Tree Species Suitability

Potential distribution of forest tree species is modelled using the Random Forest (RF) algorithm. Maps corresponding to RF regression and RF classification algorithms are available for download on this website. Presence/absence records of the most dominant European tree species are used to produce a RF classification in order to predict the presence/absence of each species and a RF regression to predict continuous habitat suitability values from absence to presence of that species (see Casalegno et al., 2010).

Vegetation distribution modelling helps us to understand forest ecosystem functioning and allows to maps vegetation suitability (or potential vegetation distribution) under current climate and to project future scenarios of vegetation change. Habitat suitability maps or potential distribution maps are based on empirical statistical models largely applied in the assessment of climate change impacts on forest, in conservation and forest sustainable management applications. Those empirical models predict the potential distribution of biota as a function of environmental factors. Suitability maps derived using regression models represent the degree of affinity between biota and environment as a continuous field while classification represent the category that is best fitted to the corresponding environment as binary choices: presence/absence.
1. Rationale
In this part we describe modelling techniques and assumptions. The main working hypothesis it that vegetation distribution is strongly determined by environmental factors and that tree species response is constrained by environmental gradients. Further details on model assumptions and theoretical backgrounds of suitability modelling are found in Casalegno et al. (2010), Guisan et al. (2005) and Austin (2007).

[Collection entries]
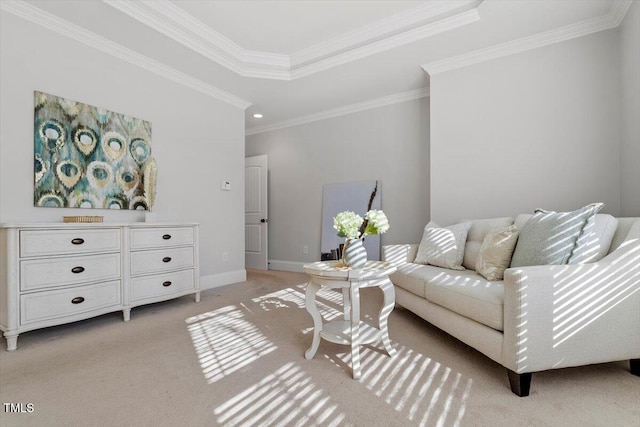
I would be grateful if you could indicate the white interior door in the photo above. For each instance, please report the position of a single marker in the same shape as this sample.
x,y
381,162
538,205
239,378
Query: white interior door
x,y
255,213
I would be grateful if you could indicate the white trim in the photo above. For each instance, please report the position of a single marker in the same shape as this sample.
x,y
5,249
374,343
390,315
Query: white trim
x,y
387,43
341,111
397,30
222,279
51,22
294,266
605,22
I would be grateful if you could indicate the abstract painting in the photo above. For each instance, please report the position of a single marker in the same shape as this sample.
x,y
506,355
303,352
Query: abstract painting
x,y
89,157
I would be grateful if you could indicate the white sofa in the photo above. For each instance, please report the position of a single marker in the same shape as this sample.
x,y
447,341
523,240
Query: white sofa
x,y
539,317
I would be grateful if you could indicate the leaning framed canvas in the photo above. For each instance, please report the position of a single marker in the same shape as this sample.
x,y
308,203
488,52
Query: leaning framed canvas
x,y
89,157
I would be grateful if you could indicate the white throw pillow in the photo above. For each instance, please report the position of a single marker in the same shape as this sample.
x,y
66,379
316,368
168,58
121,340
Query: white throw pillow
x,y
554,238
496,251
443,246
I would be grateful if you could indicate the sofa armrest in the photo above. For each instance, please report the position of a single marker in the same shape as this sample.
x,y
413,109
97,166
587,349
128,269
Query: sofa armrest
x,y
399,254
570,315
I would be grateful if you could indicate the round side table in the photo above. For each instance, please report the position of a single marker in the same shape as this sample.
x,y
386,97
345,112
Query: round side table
x,y
350,331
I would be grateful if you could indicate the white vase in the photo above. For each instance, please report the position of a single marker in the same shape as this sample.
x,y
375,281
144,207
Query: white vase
x,y
355,254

- _WHAT TO WORK ON_
Decide whether each statement agrees with the tree species suitability page, answering yes or no and quoting the words from the page that settle it: (a) The potential distribution of forest tree species is modelled with the Random Forest algorithm. (b) Classification maps express the affinity between biota and environment as a continuous field. (c) Only the RF classification maps can be downloaded from the website. Nothing in the records is needed here.

- _THE RESULT_
(a) Yes: "Potential distribution of forest tree species is modelled using the Random Forest (RF) algorithm."
(b) No: "classification represent the category that is best fitted to the corresponding environment as binary choices: presence/absence."
(c) No: "Maps corresponding to RF regression and RF classification algorithms are available for download on this website."